TASK GOAL. Go to the line that contains "Need: one point" and extract it along with every line after it, exactly, through the end of the data below.

EXERCISE DATA.
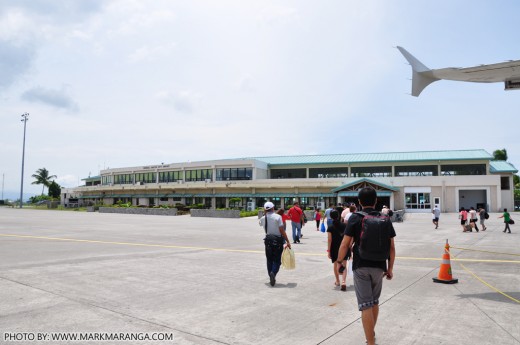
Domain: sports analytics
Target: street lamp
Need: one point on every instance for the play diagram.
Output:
(25, 118)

EXERCISE SOLUTION.
Need: one point on every instance for the play diagram.
Output:
(25, 118)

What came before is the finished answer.